You do not need to parse strings to do this. The strings could instead be inferred from some program state (in a more convenient format for computation).

Let us think about the operations you are exposing, while ignoring the interface. The user can use the 10 digits, and the 4 standard operators. Finally, there is a way to evaluate this. Let us design this system in English.

If we ignore operator precedence, we can model this simply as two lists - a list of numbers and a list of operators. There must always be at least as many numbers as operators, but there can be one more. We use a state machine to determine what should happen if the user presses a button.

If the user presses a digit:
[list]
[*] If there as many operators as numbers, then append this digit to the numbers list.
[*] If there are more numbers than operators, if the user presses a digit then multiple the last number by ten and add the digit.
[/list]
You should eventually handle overflow, but this will suffice for the moment.

If the user presses an operator:
[list]
[*] If there are less operators than numbers, then append the operator the user pressed.
[*] If there as many operators as numbers then replace the last operator with the one the user wants.
[/list]

If the user tries to evaluate:
[list]
[*] If the lists are empty, then display an error (or do nothing).
[*] If there are as many operators as numbers, then display an error (we need a final number to match the last operator).

▶ [Coordinate annotation records]
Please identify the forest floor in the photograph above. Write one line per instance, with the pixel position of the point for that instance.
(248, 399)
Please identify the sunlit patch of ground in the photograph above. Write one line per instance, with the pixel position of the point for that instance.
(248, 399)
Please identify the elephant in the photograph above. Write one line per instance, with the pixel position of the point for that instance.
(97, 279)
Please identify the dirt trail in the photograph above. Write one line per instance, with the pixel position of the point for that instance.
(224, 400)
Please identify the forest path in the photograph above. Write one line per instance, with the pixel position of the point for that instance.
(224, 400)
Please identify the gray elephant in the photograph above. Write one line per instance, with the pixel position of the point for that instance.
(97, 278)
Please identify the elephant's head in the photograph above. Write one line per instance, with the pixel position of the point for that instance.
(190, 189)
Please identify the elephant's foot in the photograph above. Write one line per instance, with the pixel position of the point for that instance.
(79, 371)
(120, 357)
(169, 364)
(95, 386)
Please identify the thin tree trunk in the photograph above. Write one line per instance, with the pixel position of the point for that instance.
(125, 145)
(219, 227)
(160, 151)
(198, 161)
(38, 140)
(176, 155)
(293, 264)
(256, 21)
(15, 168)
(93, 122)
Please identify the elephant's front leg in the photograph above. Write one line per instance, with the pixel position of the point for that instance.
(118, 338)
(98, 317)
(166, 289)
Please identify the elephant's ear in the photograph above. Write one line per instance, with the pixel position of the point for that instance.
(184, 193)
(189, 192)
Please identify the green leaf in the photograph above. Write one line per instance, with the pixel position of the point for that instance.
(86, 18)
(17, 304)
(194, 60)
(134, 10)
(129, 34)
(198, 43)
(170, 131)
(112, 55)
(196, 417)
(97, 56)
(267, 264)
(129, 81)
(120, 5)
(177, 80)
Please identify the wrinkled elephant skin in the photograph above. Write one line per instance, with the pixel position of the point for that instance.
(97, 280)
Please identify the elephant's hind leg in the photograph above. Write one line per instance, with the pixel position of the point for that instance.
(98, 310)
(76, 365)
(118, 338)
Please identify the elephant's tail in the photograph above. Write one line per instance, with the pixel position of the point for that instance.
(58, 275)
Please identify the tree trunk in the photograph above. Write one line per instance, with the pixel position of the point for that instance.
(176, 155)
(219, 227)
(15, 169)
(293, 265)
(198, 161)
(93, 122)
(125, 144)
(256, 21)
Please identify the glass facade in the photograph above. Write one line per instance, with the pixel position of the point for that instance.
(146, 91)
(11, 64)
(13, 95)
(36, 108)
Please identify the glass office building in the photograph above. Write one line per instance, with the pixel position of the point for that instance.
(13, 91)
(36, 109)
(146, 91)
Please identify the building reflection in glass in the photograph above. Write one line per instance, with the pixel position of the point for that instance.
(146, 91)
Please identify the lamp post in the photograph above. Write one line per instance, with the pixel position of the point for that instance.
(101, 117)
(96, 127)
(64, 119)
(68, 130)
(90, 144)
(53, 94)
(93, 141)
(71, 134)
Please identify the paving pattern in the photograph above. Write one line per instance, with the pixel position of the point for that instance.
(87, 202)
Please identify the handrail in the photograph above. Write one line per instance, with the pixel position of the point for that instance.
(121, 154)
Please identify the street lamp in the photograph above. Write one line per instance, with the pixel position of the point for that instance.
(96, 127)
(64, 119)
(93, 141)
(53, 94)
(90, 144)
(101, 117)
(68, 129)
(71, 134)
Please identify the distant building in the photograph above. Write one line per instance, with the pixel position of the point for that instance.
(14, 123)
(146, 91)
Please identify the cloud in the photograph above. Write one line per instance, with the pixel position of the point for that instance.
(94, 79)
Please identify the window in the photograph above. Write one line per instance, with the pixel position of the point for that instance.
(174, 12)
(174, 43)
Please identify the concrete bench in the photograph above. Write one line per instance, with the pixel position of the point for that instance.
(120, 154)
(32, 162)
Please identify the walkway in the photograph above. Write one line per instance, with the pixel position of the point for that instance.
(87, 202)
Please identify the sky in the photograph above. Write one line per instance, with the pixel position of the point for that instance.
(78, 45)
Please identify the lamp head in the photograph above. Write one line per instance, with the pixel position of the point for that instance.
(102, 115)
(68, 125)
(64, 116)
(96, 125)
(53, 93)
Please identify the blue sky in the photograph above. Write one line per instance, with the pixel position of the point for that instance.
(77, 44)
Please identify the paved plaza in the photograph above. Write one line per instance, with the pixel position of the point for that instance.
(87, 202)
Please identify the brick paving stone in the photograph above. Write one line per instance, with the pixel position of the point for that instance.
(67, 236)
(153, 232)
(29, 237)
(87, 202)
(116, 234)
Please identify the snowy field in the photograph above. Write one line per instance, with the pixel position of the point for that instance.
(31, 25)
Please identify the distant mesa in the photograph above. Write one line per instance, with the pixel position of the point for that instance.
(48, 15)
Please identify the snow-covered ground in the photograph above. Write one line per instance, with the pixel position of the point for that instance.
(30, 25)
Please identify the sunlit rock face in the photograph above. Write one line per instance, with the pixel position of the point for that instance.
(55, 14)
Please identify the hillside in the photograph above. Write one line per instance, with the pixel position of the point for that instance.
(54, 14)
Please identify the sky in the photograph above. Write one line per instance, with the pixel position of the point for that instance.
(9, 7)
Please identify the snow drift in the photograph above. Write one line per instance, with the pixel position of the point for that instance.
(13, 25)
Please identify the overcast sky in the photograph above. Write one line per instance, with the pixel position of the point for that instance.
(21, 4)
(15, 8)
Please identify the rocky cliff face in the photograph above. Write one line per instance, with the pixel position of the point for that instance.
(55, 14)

▶ [REQUIRED TASK A] Output everything in the calculator design text from "If we ignore" down to "the user wants.".
▶ [REQUIRED TASK B] If operator precedence is ignored, what two lists does the calculator design text use to model the system?
▶ [REQUIRED TASK C] Resume the calculator design text from the point where it stops.

▶ [EXERCISE OUTPUT A]
If we ignore operator precedence, we can model this simply as two lists - a list of numbers and a list of operators. There must always be at least as many numbers as operators, but there can be one more. We use a state machine to determine what should happen if the user presses a button.

If the user presses a digit:
[list]
[*] If there as many operators as numbers, then append this digit to the numbers list.
[*] If there are more numbers than operators, if the user presses a digit then multiple the last number by ten and add the digit.
[/list]
You should eventually handle overflow, but this will suffice for the moment.

If the user presses an operator:
[list]
[*] If there are less operators than numbers, then append the operator the user pressed.
[*] If there as many operators as numbers then replace the last operator with the one the user wants.

▶ [EXERCISE OUTPUT B] A list of numbers and a list of operators.

▶ [EXERCISE OUTPUT C]
[*] If there are less operators than numbers, then iterate over both lists, using an accumulator set from the first number, and applying each operator to the accumulator and operator in turn.
[/list]

Psuedo-code for this might look like;
[code]
enumeration Operator {
Plus, Minus, Multiply, Divide
}

type Calculator {

function digit(number x)

function operator(Operator operator)

function evaluate() -> number or Error
}
[/code]

There is one missing piece - and that is allowing the U.I. to present the current state of the program. We can provide a function which will built a string representation of the expression string. You'll need to figure out how to translate this into a C# class. The key point is that the user interface is now decoupled from the internal representation.

You don't need to parse current string - the string is a textual representation of the program's state. By storing the program's state as a string, you are actually throwing away information that you knew as the string was being built.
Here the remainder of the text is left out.